■ EXERCISE ■
Reproduce every line from the one containing "Where can you see the chrome bumper" through the one containing "[[346, 293]]", including the requests, and increase each x and y coordinate in the answers by 52.

■ DATA LINES ■
::::::
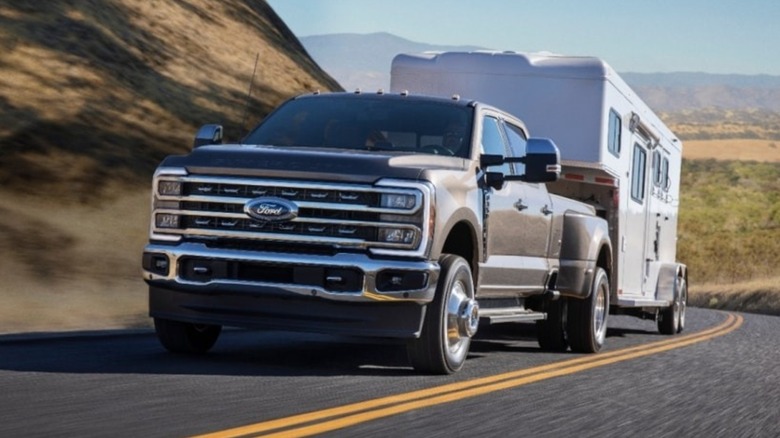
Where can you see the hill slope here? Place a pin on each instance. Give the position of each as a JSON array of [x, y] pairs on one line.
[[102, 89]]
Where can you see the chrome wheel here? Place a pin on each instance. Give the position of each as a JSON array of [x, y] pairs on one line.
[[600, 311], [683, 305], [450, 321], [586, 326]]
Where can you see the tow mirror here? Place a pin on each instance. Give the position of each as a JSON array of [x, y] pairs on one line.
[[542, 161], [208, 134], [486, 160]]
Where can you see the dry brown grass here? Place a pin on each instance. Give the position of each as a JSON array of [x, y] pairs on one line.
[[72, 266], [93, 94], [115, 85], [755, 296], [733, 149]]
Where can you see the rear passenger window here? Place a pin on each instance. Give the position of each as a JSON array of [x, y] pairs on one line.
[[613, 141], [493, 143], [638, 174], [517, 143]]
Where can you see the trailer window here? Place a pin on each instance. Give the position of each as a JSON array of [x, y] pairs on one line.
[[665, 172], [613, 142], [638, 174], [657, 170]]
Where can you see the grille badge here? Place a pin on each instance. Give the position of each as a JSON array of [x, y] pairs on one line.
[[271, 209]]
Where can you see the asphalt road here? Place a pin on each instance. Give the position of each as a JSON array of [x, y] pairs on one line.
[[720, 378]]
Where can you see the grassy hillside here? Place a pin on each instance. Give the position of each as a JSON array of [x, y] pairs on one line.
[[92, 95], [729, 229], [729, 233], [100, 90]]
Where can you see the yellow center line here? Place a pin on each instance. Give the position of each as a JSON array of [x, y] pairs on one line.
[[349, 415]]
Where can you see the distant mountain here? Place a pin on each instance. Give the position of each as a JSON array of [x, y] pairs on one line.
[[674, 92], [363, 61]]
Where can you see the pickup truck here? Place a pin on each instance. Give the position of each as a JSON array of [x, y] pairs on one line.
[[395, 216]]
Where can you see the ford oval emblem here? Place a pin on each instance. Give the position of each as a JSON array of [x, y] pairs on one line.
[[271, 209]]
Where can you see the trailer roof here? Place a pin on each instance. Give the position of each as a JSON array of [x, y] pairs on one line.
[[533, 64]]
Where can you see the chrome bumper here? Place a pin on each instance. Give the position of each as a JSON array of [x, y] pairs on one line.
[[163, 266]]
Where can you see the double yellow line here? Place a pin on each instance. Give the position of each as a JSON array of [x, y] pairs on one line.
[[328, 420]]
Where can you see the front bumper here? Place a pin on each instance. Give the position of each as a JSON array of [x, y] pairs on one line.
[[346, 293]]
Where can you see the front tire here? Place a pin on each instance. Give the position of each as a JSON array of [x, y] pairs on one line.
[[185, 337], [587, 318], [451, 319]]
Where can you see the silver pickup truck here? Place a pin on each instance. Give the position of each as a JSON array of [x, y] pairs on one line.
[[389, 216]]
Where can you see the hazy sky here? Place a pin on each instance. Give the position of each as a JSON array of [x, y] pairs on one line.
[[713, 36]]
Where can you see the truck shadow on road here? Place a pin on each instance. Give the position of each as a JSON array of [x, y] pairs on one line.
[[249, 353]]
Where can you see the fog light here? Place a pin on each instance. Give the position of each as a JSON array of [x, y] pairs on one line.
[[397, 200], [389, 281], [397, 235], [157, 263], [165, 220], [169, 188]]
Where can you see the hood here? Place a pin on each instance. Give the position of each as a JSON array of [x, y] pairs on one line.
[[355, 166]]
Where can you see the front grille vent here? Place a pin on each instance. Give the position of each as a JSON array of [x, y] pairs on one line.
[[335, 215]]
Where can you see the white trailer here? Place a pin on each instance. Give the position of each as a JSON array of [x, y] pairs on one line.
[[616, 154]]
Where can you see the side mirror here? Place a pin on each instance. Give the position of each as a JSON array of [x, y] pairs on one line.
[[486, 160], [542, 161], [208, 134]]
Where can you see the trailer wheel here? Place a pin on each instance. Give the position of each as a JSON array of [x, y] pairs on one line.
::::::
■ WRITTEN ANSWER ■
Where can you see the chrome bumper here? Place a pin on each instance. Give the position of each as a JSON array of [x, y] pairs on one line.
[[215, 318]]
Where can you see the double yellow line here? Place a pin on each instance. Give the position of each as a JSON array of [x, y] pairs on one line.
[[380, 472]]
Where can you see the front bumper here? Place a pin on each instance. Give the position of each as a JSON array of [x, y] pairs on one line.
[[398, 345]]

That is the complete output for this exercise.